Study text below:

Testicles Hit
Australia's captain Ricky Ponting reacts during fielding practice at a team training session at Stubbs on St. Vincent ahead of World Cup cricket warm-up matches March 8, 2007. Reuters/Tim Wimborne

One of the tactics taught women when caught in a situation where they are in danger of being sexually assaulted is to kick a man’s groin. The pain it causes is usually strong enough to allow the woman to fight back or escape.

When a 55-year-old Vietnamese woman got into a fight last week with her estranged husband, crushing his testicles for five minutes caused 53-year-old Le Kim Khai to die, reports the New York Daily News. However, the official autopsy report says the man died of tracheal effusion with food stuck in his windpipe, reports Tuoi Tre News.

The fight was triggered by Khai arriving on Sunday in Tien Giang, the province of his wife Phan Ti Kim Chuong. He got angry because there were locks on the wife’s house which prevented him from entering.

Khai destroyed the lock with a handsaw, entered the house and hit his estranged wife. Two of their daughters witnessed the beating and one tried to break the argument, but Khai also hit the daughter also.

It was at this point that Chuong made a vise-like grip on his balls and then called the police. While doing so, she still held on to his testicles but was convinced to let go by the neighbours. When she did, Khai was already unconscious.

The wife says she did not intend to kill Khai, only to warn him. He was rushed to the hospital but died on the way. He had a history of physically abusing Chuong.

Losing consciousness when one’s scrotum is squeezed is a vasovagal syncope response. New York University assistant professor of Urology at the Langone Medical Center, Dr Lee Zhao, explains the pain during testicle squeezing is so intense enough to make a man faint, reports Vice.com

Such was what happened in 2014 to a Dublin teen who went into cardiac arrest and was later placed in a medically induced coma after his testicles were squeezed by a classmate as a schoolyard prank that went awry. But vasovagal syncope response could also be triggered by standing up too fast, stress, lack of sleep, dehydration and hunger, not just a hit on the family jewels.

End of Study text.

## Check your understanding
[a] Return the stretch of the news article from "Testicles Hit" through "Tuoi Tre News.", word for word.
[b] In the news article, what cause of death does the official autopsy report give for Le Kim Khai?
[c] According to the news article, why are women taught to kick a man's groin when in danger of sexual assault?
The entries after this point are separate material, unrelated to the news article.

Record set below:

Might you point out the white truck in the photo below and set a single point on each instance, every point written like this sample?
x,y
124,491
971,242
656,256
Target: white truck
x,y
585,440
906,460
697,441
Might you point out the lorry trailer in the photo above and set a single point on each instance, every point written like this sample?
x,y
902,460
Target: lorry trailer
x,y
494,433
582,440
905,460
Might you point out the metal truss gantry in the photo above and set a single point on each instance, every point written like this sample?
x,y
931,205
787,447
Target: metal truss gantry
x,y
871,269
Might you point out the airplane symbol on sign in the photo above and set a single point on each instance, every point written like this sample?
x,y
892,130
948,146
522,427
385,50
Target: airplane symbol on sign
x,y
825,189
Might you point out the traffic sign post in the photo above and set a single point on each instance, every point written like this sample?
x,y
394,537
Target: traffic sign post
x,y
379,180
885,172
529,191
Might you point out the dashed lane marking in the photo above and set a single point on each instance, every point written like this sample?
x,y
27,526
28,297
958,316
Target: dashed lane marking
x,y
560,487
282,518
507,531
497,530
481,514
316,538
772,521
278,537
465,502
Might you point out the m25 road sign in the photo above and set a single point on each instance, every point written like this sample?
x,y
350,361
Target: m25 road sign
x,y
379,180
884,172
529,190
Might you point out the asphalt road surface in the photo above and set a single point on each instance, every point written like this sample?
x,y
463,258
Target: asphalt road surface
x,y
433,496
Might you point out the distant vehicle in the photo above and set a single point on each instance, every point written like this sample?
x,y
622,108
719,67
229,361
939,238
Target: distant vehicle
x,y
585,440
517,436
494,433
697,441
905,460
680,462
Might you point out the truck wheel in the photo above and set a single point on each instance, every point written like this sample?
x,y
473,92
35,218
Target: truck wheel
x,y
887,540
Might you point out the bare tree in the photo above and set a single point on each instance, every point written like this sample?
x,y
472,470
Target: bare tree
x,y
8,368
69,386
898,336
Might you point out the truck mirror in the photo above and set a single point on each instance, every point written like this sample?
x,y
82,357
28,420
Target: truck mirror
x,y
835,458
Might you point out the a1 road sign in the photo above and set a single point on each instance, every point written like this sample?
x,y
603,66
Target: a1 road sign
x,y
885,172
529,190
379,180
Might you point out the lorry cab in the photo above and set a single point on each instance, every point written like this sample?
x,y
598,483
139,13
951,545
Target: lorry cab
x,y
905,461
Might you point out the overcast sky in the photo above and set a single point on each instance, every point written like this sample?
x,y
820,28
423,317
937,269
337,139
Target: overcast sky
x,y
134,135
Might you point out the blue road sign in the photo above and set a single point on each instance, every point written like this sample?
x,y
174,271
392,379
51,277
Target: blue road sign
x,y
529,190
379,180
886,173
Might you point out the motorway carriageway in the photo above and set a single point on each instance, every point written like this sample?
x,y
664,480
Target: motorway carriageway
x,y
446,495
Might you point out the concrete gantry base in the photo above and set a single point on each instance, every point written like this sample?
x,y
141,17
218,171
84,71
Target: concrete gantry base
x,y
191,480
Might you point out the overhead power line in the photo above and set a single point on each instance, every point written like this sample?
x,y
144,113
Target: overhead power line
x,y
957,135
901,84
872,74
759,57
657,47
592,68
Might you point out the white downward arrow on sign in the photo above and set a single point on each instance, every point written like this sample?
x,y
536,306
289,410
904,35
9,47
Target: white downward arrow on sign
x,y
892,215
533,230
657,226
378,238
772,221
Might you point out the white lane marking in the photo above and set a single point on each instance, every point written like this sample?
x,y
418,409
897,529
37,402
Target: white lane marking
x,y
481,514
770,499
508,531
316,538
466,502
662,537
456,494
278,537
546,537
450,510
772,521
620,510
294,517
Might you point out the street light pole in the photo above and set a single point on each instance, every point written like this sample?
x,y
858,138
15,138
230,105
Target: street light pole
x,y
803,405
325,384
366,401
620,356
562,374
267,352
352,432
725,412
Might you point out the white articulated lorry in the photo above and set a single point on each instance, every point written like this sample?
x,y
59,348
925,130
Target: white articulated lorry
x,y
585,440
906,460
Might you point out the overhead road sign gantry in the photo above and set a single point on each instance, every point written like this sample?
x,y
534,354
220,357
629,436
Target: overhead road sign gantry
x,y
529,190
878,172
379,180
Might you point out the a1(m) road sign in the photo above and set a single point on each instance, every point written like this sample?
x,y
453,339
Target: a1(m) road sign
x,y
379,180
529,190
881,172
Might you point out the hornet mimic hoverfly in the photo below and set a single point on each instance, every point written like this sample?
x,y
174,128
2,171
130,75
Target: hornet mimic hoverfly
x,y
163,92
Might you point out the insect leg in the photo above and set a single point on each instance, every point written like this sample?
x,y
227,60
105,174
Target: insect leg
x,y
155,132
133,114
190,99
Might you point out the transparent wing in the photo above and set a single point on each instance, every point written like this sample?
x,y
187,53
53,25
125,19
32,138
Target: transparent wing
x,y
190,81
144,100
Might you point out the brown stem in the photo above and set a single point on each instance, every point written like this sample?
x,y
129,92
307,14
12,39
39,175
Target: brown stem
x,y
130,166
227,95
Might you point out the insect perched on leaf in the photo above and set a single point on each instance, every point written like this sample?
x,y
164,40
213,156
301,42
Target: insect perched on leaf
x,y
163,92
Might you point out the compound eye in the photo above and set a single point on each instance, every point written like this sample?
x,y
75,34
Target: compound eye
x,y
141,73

End of Record set.

## Responses by task
[a]
Testicles Hit
Australia's captain Ricky Ponting reacts during fielding practice at a team training session at Stubbs on St. Vincent ahead of World Cup cricket warm-up matches March 8, 2007. Reuters/Tim Wimborne

One of the tactics taught women when caught in a situation where they are in danger of being sexually assaulted is to kick a man’s groin. The pain it causes is usually strong enough to allow the woman to fight back or escape.

When a 55-year-old Vietnamese woman got into a fight last week with her estranged husband, crushing his testicles for five minutes caused 53-year-old Le Kim Khai to die, reports the New York Daily News. However, the official autopsy report says the man died of tracheal effusion with food stuck in his windpipe, reports Tuoi Tre News.

[b] Tracheal effusion, with food stuck in his windpipe.

[c] The pain it causes is usually strong enough to let the woman fight back or escape.